_Exercise directions:_
Without the images, write out all of the following entries exactly.

[Referring expression data]

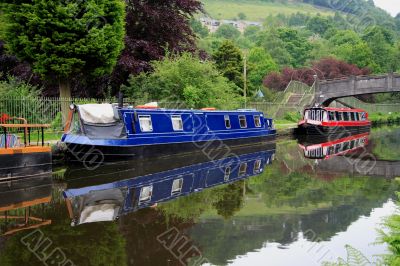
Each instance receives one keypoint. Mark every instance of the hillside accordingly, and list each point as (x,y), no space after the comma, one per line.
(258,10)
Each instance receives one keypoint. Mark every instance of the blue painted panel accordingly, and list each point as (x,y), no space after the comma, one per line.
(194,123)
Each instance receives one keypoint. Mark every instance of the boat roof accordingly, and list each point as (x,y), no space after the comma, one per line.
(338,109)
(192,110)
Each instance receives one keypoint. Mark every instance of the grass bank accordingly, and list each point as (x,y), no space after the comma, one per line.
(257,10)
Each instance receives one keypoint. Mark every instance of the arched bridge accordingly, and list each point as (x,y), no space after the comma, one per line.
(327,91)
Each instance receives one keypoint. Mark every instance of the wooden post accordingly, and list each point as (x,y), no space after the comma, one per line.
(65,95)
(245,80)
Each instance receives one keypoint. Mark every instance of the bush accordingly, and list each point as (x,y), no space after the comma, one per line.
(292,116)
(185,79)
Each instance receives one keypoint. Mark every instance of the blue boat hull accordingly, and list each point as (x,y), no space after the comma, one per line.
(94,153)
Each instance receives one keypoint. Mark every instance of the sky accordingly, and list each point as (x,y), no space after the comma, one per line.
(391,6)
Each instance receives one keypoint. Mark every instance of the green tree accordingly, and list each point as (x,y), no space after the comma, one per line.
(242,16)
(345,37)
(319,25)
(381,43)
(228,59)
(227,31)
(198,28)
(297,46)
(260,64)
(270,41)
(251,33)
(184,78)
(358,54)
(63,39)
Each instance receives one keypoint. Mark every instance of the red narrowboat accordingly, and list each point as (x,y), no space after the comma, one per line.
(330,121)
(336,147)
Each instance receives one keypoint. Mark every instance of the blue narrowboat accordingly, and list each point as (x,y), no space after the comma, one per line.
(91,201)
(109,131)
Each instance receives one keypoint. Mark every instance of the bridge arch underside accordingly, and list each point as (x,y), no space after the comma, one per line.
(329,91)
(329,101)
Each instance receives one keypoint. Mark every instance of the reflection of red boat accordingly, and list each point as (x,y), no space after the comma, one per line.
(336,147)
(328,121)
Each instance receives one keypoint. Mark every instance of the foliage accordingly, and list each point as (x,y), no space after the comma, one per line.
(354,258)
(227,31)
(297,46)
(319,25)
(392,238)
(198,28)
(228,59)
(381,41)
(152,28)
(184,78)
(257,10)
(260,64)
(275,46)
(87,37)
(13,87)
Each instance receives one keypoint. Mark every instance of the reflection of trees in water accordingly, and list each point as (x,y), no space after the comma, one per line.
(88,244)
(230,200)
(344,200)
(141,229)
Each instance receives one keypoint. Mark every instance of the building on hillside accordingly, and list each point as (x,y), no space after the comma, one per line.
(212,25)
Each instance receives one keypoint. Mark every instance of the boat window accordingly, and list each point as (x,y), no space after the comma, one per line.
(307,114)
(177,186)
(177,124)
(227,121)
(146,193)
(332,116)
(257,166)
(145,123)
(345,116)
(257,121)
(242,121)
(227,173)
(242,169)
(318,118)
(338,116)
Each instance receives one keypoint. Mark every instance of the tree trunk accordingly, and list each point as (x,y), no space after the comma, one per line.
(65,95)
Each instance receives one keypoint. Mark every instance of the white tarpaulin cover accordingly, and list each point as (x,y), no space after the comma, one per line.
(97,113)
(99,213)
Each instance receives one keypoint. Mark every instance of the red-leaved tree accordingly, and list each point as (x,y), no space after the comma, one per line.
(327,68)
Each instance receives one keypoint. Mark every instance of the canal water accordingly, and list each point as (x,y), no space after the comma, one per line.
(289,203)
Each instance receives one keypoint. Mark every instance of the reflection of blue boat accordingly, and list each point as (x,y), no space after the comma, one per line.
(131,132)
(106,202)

_Exercise response:_
Each instance receives one keypoint. Mark every instance of the hillside accordingly, and list each point as (x,y), no space after the comma, one per line.
(258,10)
Each instance receives one keypoint. Mark every instance of the blue painted panel accordingly, and list each point as (x,y), no space after the comma, one per line.
(194,123)
Each instance receives one keypoint. Mark every instance of the boat roof accordingly, and list each point as (x,y), no space after the comma, one per line.
(338,109)
(192,110)
Each instance receives one keypoint. Mark every instance of the grass bank accordingly, and list each point as (x,y), no space after the comma, one per line.
(257,10)
Each instance receives one keypoint. Mark every instance of the arched bridge accordingly, and list each point as (x,y), no space after the comma, one per line.
(327,91)
Each instance receives one keypoint. Mark every instance of the wooden post accordingly, and list each point as (x,y), no space after the comma, one per line.
(65,95)
(245,80)
Each instance receives one keypoint. Mark every instance of the bush accordingly, and list each point as (x,y), no space after the comma, one per line.
(292,116)
(185,79)
Each instance receives one keypoint. Mark every instance of the blue boat hull accordingly, and list each point as (x,y), no space after the comma, one per line.
(94,153)
Each instance receives one keypoint. Mark every instance of the sky accordingly, and list each point as (x,y), no space after the comma, one per line.
(391,6)
Each instance receives one keypoint. Mark every instance of the green tree accordingly, and list each point as (x,y), no space after the comma, one per line.
(242,16)
(345,37)
(319,25)
(381,43)
(228,59)
(227,31)
(198,28)
(297,46)
(260,64)
(270,41)
(251,33)
(184,78)
(358,54)
(63,39)
Each instance receives one keypoint. Mark every instance of the red narrowboat accordingly, and list each point as (x,y), no space after the comma, one per line.
(330,121)
(336,147)
Each instance receives one keypoint. Mark every instance of the blue narrowboat accordingly, and list each point as (x,y), no space after the comma, one per line.
(91,201)
(109,131)
Each instance receives one keypoint. Mark every instance of the bridge arch underside accordingly, and list each point as (x,y), no space after the comma, one per line.
(329,91)
(329,101)
Each instance receives one keypoint. Mark every instance of the reflection of red boat accordingly, and list each point as (x,y), no space after the comma, one per line.
(336,147)
(328,121)
Each instance receives one keypoint. Mark every instance of the foliage accordingly, and list each point as (x,y), no space after the comma, one per line.
(354,258)
(227,31)
(297,46)
(319,25)
(392,238)
(198,28)
(228,59)
(381,41)
(152,28)
(184,78)
(257,10)
(260,64)
(275,46)
(87,37)
(13,87)
Each instance receives one keypoint. Mark every instance of the reflection of trees in water accordingly, and list each point as (x,y), no space after the comma, one per line.
(88,244)
(230,200)
(344,200)
(141,229)
Each instance receives one keypoint. Mark every instance of the building on hillside accordingly, and list each point as (x,y), no space after the comma, one per line.
(212,25)
Each instance receives one keypoint. Mark every instance of the boat window accordingly, and list each point as (x,y), no space after the comma, one per line.
(307,114)
(177,186)
(177,124)
(227,121)
(146,193)
(332,116)
(257,166)
(145,123)
(345,116)
(257,121)
(242,121)
(227,173)
(242,169)
(318,118)
(338,116)
Each instance receives one keypoint. Mark every instance of the tree trunk accordingly, and list each point as (x,y), no space after the comma, one per line.
(65,95)
Each instance receives one keypoint. Mark every instance of the white tarpaulin cover accordingly, and list each point as (x,y), no space after the comma, one per line.
(97,113)
(99,213)
Each instance receives one keypoint. Mark every instance of the red-leaved tree accordingly, and list each point as (x,y), no space after the comma, one per line.
(327,68)
Each instance receives one keypoint. Mark every instance of the canal water accordingly, and list each point as (x,y), no space after the comma, one per line.
(289,203)
Each instance receives one keypoint. Mark every instance of the reflection of blue boat accordingly, and list each point as (x,y), no space after the comma, one per line.
(131,132)
(106,202)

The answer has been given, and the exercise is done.